++++ AVAILABLE RECORDS
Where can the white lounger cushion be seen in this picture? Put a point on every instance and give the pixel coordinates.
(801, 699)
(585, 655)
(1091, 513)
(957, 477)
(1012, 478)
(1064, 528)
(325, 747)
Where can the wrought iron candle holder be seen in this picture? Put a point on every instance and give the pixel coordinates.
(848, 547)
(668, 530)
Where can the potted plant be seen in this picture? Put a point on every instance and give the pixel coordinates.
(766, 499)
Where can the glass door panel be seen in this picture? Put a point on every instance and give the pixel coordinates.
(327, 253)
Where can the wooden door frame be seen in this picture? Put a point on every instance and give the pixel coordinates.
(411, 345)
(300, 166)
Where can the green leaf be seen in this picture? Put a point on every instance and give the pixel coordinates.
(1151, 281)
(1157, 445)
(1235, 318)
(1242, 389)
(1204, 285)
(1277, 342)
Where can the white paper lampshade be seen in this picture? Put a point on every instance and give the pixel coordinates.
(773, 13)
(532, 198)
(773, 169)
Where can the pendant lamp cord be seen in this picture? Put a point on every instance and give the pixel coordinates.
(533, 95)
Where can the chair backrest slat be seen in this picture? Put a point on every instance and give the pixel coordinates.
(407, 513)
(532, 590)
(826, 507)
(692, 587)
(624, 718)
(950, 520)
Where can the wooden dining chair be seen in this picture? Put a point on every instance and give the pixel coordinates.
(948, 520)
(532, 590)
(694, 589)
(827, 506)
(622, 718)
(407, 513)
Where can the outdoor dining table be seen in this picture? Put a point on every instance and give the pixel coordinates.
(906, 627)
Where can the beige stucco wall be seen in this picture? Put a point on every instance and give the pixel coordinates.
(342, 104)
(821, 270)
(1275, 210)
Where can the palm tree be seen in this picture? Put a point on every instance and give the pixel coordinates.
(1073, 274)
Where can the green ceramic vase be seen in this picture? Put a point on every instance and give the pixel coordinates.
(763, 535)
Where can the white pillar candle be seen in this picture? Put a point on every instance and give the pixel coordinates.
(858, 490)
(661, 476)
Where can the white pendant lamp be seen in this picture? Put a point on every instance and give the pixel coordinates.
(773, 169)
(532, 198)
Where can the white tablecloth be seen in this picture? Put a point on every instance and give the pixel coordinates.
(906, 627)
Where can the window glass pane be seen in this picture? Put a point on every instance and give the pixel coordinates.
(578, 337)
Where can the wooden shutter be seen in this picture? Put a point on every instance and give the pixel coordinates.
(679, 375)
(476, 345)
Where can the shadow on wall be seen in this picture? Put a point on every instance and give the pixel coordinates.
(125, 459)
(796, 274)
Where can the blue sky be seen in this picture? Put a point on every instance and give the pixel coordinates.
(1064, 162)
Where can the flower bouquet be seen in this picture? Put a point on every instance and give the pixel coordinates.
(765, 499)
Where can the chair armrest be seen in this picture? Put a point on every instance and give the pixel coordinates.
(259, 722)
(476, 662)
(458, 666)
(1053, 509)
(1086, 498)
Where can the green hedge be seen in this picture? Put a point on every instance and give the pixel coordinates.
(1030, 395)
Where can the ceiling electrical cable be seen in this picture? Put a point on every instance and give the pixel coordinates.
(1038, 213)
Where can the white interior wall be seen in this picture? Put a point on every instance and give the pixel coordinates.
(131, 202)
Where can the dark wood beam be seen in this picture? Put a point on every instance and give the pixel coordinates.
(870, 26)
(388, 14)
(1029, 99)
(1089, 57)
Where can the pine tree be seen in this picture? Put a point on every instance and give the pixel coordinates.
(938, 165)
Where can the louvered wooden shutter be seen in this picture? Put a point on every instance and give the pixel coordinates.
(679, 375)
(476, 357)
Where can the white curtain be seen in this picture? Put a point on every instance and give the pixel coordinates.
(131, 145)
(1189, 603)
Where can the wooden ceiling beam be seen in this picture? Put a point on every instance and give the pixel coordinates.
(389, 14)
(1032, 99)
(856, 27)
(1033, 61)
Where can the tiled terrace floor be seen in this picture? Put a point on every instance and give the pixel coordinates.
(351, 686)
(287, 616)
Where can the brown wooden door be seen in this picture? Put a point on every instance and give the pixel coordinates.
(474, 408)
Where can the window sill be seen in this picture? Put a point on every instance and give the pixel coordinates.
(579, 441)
++++++++
WHAT YOU SHOULD DO » Copy out all of the data above again, changing "pixel coordinates" to "x and y coordinates" everywhere it occurs. Leave everything else unchanged.

REPLY »
Where can the white lounger cushion be seen in this picture? Put a point on every instance and give the x and y coordinates.
(801, 699)
(585, 655)
(1091, 513)
(957, 477)
(1012, 478)
(1064, 528)
(325, 747)
Where can the wrought iron candle holder be seen in this picture? Put a point on every instance and give the x and y coordinates.
(848, 547)
(668, 530)
Where can the potted plant be seen in this picture? Put a point on every instance and give the x and y coordinates.
(766, 499)
Where can the glass door panel be seen in this picture? Put a point on every instance and give the x and y coordinates.
(327, 253)
Where can the wooden door frame be seen in this picture? Put a point on every instance and give the x and y coordinates.
(411, 345)
(300, 166)
Where can the green leaf be seen in this picture? Put a point on every instance and give the x and y coordinates.
(1151, 281)
(1157, 445)
(1235, 318)
(1242, 389)
(1204, 285)
(1277, 342)
Where can the white paper lampshade be seen in this picture? Put a point on every instance and give the x and y coordinates.
(773, 13)
(532, 198)
(773, 169)
Where can the pendant lamp cord be seen in this picture? Put a point on every instance and give the x and y coordinates.
(533, 95)
Where can the chair backrest slat be seen in this picture? Put a point on every instance and give the x and y coordinates.
(407, 513)
(532, 590)
(826, 507)
(692, 587)
(624, 718)
(950, 520)
Where can the wooden dining chair be seen in this picture? Put a point on every instance and give the x and y coordinates.
(948, 520)
(532, 590)
(694, 589)
(827, 506)
(622, 718)
(407, 513)
Where can the outdoor dining table be seen in this picture? Put a point on every instance and give the x and y coordinates.
(906, 627)
Where can the beige stucco wall be seen in this picture? Put a point on every instance and give the x and y coordinates.
(342, 104)
(821, 270)
(1275, 210)
Where can the palm tree be seen in this picture? Put a point on every instance and give the x and y coordinates.
(1073, 274)
Where can the green ceramic vase be seen in this picture? Put a point on every instance and give the x and y coordinates.
(763, 535)
Where can the white pillar candle be seen in this picture? Put a point on every instance and give the x and y coordinates.
(858, 490)
(661, 476)
Where can the white pendant lamp be seen in this picture? Put a point on every instance and give the x and y coordinates.
(773, 169)
(532, 198)
Where can the white tablecloth be seen in this picture? Put a point on every instance and give the x and y coordinates.
(906, 627)
Where can the window glass pane be seen in this picture? Put a point on every instance and give the x and y coordinates.
(578, 337)
Where can the wooden shutter be seen in this picture? Put a point on every instance and give the x and y coordinates.
(679, 375)
(476, 345)
Where can the shadow on wall be seen in this picture? Put a point on every instance and give the x and y coordinates.
(125, 459)
(796, 274)
Where can the blue sky be seen in this picture? Put a point on every instance and give the x and y coordinates.
(1064, 162)
Where can the flower bouquet be seen in this picture? Put a point on every instance and give the x and y coordinates.
(765, 499)
Where can the chair armrest be seen in this picture? Put a point on every instance and give the x and y coordinates.
(259, 722)
(476, 662)
(458, 666)
(1053, 509)
(1086, 498)
Where can the green hedge be seen in this picture? Put a point on every instance and give the x and y coordinates.
(1030, 395)
Where can the ceiling electrical cable be seen in this picture? Put a point on every instance and give the x and y coordinates.
(1038, 213)
Where can the white interior wall be seen in this picture? Put a point on every instance and give the x and y coordinates.
(131, 202)
Where can the dark wood beam be seen in this picture? Put a point on every instance and give the x and y coordinates.
(870, 26)
(388, 14)
(1029, 99)
(1089, 57)
Where can the pine tree be seen in this picture? Put a point on every instance and give the x and y coordinates.
(938, 165)
Where can the louvered wooden shutter be seen in this picture? Put a point on every instance and give the x and y coordinates.
(679, 375)
(476, 357)
Where can the white curtain be seen in this picture? Put a point on every instance and give the x and y coordinates.
(131, 145)
(1189, 603)
Where can the wooden ceiling beam be seen in this picture? Put a point on every instance and give the x and y coordinates.
(389, 14)
(1032, 99)
(856, 27)
(1033, 61)
Where can the tiled terrace floor be seen in this picture? Put a point on every instance and give the x and y coordinates.
(351, 686)
(287, 616)
Where can the brown wooden door be seen in this picture? Put a point on every instance and give the x and y coordinates.
(474, 408)
Where can the window sill be seen in this picture? Put a point on every instance and give the x and y coordinates.
(579, 441)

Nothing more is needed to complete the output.